**WORK REQUIRED:** Report only the number of lines in the records that contain the word "green".

* * * * *

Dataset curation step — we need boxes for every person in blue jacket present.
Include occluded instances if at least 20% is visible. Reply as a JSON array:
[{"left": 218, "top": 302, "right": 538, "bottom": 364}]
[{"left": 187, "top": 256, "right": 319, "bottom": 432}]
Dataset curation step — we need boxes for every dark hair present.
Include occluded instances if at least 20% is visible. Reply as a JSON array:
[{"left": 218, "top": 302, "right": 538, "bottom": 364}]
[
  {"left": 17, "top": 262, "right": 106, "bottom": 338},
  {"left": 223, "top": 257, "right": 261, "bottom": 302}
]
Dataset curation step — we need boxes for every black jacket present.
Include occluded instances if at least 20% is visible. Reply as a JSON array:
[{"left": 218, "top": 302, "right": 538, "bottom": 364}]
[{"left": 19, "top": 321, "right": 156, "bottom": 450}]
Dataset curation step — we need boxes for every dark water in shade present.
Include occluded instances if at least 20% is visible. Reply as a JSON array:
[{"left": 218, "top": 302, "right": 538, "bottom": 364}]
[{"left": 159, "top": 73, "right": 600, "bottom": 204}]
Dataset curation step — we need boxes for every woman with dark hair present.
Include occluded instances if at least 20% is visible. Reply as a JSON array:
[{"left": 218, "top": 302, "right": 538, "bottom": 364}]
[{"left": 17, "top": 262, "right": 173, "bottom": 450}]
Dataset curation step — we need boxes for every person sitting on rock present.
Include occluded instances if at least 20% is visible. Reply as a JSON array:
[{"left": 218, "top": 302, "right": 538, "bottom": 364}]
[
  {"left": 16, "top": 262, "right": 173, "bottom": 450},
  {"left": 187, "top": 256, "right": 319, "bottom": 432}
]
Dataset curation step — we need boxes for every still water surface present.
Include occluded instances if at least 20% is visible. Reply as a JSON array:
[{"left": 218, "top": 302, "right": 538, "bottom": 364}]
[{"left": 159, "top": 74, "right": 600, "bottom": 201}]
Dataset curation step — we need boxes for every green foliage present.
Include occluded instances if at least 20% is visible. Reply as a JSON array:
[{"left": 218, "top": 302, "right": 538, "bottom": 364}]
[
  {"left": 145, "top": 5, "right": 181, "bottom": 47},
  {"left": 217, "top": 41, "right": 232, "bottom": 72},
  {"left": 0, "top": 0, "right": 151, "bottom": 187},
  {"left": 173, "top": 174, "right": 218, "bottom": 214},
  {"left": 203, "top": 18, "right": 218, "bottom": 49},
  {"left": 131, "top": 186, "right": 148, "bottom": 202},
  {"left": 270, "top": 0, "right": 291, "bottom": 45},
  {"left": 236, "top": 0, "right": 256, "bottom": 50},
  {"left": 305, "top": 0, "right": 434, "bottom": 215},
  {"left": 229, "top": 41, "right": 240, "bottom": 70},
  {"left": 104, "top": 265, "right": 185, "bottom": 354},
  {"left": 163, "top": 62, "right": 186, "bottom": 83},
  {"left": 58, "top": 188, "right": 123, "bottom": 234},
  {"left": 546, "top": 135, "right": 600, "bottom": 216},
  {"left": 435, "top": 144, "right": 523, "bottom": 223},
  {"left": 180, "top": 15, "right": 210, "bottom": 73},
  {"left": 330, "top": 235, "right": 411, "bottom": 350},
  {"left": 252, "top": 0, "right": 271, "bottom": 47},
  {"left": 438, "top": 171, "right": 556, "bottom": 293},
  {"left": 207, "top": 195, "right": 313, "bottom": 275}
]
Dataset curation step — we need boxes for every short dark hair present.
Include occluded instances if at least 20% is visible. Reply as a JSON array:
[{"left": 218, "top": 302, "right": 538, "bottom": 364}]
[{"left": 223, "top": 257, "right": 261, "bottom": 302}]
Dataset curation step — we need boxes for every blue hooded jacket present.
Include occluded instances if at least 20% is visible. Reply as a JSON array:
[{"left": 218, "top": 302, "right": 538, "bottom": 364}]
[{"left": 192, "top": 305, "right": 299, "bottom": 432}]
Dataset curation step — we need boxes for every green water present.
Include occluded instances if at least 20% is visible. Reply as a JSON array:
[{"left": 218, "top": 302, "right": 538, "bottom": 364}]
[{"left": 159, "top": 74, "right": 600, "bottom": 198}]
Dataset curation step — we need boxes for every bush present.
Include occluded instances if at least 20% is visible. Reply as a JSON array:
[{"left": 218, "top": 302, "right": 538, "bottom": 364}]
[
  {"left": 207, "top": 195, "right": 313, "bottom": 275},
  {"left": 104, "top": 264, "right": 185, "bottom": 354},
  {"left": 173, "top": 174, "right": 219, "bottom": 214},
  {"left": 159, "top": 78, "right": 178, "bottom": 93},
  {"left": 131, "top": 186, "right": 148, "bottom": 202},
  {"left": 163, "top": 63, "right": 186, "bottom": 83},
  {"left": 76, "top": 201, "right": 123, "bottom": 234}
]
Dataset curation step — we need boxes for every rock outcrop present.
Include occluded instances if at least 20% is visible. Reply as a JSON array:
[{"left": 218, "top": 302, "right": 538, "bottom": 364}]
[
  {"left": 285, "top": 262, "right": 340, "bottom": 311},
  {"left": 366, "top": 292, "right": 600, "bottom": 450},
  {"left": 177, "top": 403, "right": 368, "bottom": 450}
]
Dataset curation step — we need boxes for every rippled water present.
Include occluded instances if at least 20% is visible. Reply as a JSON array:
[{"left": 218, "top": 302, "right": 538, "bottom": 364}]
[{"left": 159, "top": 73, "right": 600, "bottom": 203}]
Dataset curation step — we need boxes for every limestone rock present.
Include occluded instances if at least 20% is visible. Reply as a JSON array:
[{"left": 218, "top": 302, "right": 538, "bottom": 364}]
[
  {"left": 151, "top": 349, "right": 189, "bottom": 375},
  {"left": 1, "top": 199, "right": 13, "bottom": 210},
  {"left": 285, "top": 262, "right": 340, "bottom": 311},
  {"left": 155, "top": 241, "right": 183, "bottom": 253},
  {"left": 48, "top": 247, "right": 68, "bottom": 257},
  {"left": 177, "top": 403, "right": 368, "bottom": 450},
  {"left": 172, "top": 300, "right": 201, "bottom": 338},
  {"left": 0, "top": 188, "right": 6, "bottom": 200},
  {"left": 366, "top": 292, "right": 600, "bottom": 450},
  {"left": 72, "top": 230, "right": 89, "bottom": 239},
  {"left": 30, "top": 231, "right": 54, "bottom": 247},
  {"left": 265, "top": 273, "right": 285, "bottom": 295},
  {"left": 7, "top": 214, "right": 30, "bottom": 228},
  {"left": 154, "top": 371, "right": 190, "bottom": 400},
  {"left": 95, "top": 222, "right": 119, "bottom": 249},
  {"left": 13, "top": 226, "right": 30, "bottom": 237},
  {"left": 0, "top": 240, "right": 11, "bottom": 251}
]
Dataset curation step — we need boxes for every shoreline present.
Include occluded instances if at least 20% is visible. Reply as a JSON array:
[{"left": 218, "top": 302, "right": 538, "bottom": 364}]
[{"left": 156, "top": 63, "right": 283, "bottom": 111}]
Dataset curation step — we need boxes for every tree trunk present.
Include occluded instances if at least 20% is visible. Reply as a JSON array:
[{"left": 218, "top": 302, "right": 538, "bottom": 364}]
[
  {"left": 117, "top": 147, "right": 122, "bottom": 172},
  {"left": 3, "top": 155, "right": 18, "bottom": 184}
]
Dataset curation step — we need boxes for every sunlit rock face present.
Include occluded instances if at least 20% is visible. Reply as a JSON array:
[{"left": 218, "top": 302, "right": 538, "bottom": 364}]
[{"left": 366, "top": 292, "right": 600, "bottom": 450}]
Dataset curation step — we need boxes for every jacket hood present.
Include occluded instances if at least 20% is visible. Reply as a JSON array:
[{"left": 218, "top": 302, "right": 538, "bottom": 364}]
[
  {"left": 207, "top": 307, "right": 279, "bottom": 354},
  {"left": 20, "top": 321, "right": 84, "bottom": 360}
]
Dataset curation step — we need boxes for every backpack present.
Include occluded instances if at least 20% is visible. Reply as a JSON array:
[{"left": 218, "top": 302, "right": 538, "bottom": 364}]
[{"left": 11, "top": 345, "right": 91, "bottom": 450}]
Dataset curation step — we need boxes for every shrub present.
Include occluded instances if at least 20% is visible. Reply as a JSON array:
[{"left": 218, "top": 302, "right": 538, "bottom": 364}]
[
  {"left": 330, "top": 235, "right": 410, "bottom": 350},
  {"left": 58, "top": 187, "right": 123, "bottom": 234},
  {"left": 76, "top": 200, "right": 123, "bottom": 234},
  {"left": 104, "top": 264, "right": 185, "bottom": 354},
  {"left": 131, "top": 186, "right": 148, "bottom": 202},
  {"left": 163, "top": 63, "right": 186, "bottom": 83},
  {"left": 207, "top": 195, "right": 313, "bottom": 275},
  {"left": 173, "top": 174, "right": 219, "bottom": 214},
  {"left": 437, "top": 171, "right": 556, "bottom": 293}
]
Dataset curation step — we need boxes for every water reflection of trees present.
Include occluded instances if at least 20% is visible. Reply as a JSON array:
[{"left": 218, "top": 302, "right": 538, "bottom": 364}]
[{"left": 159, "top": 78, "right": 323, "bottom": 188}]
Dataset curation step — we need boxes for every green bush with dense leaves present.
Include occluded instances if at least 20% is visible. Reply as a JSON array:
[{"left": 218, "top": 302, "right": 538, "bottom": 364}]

* * * * *

**REPLY TO THE EXERCISE:** 3